**RECORDED DATA:**
..............................
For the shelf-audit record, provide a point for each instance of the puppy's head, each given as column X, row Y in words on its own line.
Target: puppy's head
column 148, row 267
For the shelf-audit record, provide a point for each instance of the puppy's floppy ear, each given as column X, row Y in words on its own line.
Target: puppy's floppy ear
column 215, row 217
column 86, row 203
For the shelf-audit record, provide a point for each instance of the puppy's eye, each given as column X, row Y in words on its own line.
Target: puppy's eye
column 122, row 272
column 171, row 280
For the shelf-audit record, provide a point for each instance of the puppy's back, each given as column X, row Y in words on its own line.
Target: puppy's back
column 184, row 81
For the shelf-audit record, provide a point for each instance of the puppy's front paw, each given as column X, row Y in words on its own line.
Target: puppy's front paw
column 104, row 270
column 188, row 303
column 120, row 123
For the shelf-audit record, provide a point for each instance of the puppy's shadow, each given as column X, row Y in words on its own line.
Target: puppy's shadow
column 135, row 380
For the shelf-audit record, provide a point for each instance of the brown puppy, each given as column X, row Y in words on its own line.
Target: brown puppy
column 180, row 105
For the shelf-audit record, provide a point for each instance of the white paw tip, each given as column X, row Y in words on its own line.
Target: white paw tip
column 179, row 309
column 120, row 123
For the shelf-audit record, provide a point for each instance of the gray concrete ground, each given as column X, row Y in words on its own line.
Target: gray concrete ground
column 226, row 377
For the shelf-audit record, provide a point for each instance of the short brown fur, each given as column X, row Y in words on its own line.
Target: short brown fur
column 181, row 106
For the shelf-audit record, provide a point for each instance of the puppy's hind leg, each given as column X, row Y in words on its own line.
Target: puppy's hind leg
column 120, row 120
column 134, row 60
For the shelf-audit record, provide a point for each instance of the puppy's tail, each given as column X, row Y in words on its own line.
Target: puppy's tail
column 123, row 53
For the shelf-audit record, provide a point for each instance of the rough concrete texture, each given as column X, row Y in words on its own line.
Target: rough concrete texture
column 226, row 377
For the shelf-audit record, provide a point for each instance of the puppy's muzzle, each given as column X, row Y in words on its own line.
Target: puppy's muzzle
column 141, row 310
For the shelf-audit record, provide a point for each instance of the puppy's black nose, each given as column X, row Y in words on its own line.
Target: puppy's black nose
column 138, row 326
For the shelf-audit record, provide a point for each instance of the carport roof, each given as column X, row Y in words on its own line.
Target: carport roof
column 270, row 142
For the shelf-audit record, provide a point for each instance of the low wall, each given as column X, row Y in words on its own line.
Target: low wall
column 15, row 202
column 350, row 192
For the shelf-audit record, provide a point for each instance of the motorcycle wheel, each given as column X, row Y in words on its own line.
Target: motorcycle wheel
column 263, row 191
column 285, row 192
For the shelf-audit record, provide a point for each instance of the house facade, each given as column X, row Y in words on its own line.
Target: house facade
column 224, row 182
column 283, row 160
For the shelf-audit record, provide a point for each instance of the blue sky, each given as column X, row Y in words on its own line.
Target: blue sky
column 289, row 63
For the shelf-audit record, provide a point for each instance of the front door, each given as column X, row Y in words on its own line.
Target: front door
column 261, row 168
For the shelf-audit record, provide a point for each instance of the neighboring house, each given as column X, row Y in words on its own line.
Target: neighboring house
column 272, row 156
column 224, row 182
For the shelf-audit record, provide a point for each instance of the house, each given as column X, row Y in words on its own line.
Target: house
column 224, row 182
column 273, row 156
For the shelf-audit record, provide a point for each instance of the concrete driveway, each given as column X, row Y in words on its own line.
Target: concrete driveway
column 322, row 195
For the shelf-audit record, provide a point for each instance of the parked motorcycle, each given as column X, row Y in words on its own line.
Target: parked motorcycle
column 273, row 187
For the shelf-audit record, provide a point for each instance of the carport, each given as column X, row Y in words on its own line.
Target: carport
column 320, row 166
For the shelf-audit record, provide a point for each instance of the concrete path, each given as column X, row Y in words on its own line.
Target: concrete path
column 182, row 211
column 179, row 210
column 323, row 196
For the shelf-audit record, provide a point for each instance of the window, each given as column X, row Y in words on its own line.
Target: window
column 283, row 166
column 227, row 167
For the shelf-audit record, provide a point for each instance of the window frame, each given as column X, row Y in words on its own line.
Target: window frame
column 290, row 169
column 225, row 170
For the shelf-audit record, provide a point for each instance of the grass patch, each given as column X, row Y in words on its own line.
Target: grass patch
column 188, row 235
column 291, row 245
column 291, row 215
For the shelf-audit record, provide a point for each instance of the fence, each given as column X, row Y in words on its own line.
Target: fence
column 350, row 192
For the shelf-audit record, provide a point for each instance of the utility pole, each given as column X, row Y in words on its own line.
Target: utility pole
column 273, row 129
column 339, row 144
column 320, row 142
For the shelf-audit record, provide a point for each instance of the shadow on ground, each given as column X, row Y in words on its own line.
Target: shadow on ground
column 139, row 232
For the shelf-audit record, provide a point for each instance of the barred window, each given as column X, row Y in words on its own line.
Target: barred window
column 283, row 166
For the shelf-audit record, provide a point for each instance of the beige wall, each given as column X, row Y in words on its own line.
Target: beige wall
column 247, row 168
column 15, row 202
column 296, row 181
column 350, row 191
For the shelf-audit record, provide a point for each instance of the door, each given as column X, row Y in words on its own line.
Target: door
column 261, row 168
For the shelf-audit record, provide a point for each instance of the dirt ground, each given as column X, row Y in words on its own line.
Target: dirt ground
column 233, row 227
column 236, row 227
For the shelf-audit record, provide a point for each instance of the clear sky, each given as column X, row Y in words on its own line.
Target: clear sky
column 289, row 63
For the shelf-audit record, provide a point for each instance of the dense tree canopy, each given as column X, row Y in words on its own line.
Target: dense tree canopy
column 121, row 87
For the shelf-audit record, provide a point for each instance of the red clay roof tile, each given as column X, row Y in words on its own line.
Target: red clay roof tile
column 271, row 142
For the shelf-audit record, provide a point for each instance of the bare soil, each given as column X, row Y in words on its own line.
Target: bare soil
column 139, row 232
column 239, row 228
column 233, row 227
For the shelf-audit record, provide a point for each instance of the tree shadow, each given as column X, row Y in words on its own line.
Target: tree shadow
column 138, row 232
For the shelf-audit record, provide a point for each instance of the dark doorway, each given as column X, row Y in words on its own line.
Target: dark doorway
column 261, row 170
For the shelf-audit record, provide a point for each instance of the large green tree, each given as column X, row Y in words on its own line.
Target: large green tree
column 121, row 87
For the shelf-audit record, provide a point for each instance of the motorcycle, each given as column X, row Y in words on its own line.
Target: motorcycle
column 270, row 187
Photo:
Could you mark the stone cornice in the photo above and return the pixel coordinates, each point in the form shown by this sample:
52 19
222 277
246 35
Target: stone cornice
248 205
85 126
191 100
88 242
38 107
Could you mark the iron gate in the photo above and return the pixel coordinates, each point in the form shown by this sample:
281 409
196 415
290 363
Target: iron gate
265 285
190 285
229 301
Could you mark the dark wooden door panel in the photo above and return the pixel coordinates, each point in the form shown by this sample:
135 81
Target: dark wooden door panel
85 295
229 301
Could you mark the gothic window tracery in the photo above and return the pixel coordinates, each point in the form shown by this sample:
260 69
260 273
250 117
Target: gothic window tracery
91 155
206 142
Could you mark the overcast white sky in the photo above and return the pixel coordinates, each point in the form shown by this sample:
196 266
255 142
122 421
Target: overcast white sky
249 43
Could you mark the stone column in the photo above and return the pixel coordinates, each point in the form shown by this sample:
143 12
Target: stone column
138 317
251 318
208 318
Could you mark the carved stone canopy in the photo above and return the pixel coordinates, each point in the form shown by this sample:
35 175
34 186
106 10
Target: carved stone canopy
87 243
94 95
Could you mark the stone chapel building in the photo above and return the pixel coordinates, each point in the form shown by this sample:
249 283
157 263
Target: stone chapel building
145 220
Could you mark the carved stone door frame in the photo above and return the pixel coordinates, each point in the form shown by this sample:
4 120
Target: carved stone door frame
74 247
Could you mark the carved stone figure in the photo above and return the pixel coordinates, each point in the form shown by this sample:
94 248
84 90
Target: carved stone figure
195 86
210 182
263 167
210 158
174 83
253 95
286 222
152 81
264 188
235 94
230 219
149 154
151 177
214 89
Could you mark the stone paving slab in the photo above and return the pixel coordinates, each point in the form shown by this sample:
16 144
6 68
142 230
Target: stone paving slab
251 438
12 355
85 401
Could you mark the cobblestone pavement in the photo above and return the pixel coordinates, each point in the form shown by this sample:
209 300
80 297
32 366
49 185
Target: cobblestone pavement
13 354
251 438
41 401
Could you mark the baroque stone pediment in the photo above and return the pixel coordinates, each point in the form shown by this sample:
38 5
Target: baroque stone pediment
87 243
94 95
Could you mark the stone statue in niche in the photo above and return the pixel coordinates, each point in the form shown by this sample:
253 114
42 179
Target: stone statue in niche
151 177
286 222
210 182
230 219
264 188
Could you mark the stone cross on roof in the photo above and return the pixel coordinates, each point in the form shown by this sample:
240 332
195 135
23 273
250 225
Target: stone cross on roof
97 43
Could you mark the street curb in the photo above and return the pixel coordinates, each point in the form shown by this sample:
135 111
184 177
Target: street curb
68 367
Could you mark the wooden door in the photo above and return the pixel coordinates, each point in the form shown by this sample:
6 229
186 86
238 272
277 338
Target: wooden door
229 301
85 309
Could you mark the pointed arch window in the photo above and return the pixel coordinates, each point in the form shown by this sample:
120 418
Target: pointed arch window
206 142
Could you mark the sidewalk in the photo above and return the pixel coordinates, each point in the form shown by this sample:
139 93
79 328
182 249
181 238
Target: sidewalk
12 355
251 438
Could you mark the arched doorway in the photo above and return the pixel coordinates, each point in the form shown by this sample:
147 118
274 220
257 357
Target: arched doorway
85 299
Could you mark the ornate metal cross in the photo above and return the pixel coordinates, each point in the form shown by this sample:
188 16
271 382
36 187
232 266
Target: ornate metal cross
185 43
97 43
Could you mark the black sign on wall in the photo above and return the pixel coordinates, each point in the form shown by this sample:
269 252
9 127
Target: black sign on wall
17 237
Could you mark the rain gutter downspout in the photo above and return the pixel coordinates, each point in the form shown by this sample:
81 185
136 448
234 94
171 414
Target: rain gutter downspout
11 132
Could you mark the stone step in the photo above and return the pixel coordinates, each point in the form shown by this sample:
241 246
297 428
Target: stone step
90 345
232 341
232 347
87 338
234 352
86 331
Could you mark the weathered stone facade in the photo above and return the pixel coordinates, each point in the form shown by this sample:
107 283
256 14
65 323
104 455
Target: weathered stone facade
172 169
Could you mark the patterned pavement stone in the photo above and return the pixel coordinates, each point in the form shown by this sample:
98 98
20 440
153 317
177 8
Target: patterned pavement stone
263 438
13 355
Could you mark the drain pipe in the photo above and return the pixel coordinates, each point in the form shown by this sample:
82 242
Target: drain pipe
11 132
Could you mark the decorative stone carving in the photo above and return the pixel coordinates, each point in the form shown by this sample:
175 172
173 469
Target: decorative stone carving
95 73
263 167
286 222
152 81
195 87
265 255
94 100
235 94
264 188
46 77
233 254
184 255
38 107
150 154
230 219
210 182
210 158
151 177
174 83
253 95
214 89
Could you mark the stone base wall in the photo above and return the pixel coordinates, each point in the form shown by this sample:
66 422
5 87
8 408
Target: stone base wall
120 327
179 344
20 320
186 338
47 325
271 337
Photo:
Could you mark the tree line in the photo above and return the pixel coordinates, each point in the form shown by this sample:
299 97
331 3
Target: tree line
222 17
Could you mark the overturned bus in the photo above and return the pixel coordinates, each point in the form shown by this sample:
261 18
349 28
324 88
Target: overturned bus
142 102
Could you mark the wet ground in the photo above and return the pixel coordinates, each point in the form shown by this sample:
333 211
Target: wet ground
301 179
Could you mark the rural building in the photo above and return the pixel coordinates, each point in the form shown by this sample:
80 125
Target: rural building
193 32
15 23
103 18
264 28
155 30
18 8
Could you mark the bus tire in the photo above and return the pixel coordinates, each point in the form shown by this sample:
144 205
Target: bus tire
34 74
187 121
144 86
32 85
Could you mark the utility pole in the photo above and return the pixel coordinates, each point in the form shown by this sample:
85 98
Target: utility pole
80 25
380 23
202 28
..............................
**DO THIS:** Quote only the lines from the line containing "Could you mark the rural" through the end of the entries, keeping the first and the last.

**OUTPUT OF THE EXERCISE:**
Could you mark the rural building in the photo above and return the pixel coordinates, each point in the form shown by this sample:
80 125
Target: rural building
193 32
15 23
103 18
264 28
155 30
18 8
Could you mark the bus tire in the photo above and return the pixel coordinates, each point in the form shown by this sample:
144 205
Target: bus tire
34 74
187 121
144 86
32 85
Could you mark the utility pole in the photo above and return the pixel coordinates, each point in the form shown by this sample:
85 98
Target: utility pole
80 25
380 23
202 28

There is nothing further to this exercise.